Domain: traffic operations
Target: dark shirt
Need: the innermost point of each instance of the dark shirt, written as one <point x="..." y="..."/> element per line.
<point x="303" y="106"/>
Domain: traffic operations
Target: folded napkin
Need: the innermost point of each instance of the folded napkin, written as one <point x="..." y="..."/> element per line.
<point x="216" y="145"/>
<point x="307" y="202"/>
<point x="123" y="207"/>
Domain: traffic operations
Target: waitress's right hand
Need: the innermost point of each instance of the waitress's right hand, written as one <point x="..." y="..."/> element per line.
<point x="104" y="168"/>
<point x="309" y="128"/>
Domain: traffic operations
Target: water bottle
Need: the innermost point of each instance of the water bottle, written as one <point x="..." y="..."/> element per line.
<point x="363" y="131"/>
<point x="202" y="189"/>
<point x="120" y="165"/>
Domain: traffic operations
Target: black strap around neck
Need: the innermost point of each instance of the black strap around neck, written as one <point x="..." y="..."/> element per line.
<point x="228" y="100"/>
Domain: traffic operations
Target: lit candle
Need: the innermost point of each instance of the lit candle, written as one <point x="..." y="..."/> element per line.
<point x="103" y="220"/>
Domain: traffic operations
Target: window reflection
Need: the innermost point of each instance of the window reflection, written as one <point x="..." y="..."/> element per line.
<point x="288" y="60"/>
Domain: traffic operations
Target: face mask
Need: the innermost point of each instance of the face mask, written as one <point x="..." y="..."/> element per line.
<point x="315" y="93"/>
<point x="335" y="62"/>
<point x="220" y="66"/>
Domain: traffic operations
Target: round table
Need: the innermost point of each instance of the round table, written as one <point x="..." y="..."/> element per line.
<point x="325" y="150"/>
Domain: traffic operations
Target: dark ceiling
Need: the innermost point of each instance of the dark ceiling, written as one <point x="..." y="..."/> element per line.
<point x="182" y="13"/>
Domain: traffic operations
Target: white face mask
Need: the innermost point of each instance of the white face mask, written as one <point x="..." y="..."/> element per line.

####

## TASK INSTRUCTIONS:
Exact reproduction of the lines from the top of the material through the line where "Target: face mask" appears is required, both boundary lines included, with no other output.

## ANSWER AREA:
Domain: traffic operations
Target: dark shirt
Need: the innermost point of each instance of the dark shirt, written as one <point x="..." y="..."/> element per line.
<point x="303" y="106"/>
Domain: traffic operations
Target: folded napkin
Need: the innermost point of each instance of the folded napkin, written as one <point x="..." y="..."/> element per line.
<point x="216" y="145"/>
<point x="307" y="202"/>
<point x="123" y="207"/>
Domain: traffic operations
Target: waitress's right hand
Need: the innermost point of each instance of the waitress's right hand, written as one <point x="..." y="..."/> element per line.
<point x="104" y="168"/>
<point x="309" y="128"/>
Domain: traffic operations
Target: water bottle
Need: the innermost point of each instance of the water bottle, written as one <point x="..." y="..."/> element per line.
<point x="363" y="131"/>
<point x="202" y="189"/>
<point x="120" y="165"/>
Domain: traffic operations
Target: black strap around neck
Need: the innermost point of each instance of the black strap around neck, written as one <point x="..." y="..."/> element per line.
<point x="228" y="100"/>
Domain: traffic operations
Target: lit candle
Need: the innermost point of each instance of the lit candle, written as one <point x="..." y="..."/> element per line.
<point x="103" y="220"/>
Domain: traffic operations
Target: window reflection
Need: the innermost point of each instance of the window reflection, written as one <point x="..." y="..."/> element per line.
<point x="288" y="60"/>
Domain: traffic operations
Target: face mask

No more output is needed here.